(Dataset entries)
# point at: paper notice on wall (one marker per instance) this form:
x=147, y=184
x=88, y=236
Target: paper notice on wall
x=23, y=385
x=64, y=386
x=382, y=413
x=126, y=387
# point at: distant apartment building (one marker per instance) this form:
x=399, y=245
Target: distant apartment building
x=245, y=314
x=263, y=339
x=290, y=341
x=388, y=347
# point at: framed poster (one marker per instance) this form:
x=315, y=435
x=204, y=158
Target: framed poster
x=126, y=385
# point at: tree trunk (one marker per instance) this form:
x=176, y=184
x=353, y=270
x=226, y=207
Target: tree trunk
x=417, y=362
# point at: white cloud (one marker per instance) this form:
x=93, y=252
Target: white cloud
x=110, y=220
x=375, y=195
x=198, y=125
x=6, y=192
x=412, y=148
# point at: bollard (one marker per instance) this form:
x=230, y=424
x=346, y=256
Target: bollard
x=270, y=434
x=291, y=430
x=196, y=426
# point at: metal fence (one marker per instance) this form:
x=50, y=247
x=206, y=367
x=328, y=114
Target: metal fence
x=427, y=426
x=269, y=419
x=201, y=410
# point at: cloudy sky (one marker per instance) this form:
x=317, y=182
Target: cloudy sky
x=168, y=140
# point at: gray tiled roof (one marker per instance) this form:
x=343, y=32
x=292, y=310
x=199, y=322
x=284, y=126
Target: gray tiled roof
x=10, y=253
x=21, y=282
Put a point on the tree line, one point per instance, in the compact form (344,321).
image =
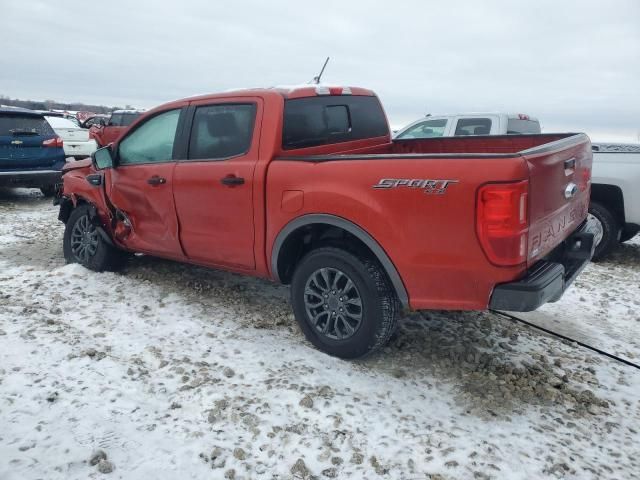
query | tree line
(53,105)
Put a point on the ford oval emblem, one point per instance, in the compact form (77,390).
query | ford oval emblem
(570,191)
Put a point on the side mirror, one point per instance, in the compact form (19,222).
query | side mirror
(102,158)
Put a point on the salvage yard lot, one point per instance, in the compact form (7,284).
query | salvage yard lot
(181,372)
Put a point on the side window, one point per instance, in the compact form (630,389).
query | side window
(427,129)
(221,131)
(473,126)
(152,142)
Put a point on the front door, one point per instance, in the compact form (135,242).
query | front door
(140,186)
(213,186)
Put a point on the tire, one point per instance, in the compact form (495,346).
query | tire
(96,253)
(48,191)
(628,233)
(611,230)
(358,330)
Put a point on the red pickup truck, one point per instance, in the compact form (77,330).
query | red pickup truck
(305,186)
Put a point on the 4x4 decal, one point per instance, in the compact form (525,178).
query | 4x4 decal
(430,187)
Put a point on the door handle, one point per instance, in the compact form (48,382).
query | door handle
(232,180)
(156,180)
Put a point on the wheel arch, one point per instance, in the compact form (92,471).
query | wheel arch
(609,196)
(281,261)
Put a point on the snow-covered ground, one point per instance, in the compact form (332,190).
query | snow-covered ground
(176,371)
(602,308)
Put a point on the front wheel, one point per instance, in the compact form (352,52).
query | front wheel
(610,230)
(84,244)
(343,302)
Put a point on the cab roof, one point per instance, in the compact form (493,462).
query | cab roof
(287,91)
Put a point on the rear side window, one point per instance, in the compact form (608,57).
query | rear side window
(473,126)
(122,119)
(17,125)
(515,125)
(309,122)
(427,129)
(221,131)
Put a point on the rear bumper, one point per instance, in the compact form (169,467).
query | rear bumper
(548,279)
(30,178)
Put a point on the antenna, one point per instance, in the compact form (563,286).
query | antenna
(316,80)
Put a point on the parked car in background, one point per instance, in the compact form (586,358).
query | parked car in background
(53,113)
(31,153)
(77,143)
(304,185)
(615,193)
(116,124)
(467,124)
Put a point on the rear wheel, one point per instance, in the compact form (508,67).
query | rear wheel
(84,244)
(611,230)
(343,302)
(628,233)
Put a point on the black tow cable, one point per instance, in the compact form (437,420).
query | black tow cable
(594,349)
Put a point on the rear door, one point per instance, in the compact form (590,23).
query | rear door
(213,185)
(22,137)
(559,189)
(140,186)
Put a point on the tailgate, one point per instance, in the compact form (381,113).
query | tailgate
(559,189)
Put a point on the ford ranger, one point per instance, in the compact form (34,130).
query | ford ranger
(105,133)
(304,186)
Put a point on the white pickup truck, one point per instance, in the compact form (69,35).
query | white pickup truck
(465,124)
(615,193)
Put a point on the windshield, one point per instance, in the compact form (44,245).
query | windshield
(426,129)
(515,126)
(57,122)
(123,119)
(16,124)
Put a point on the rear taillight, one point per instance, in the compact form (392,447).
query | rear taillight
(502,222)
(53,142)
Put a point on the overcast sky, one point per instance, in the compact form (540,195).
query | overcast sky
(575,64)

Assignment:
Return every line from the records above that holds the word "this".

Task result:
# point at: paper notice on wall (one marker per instance) this form:
# point at: distant apartment building (one marker per instance) this form:
# point at: framed poster (one marker per instance) this form:
# point at: tree trunk (one marker per instance) this form:
# point at: white cloud (one marker per instance) this form:
# point at: bollard (one marker per instance) this form:
# point at: metal fence (one marker per instance) this form:
# point at: cloudy sky (one marker per instance) this form:
# point at: gray tiled roof (one marker per instance) this form:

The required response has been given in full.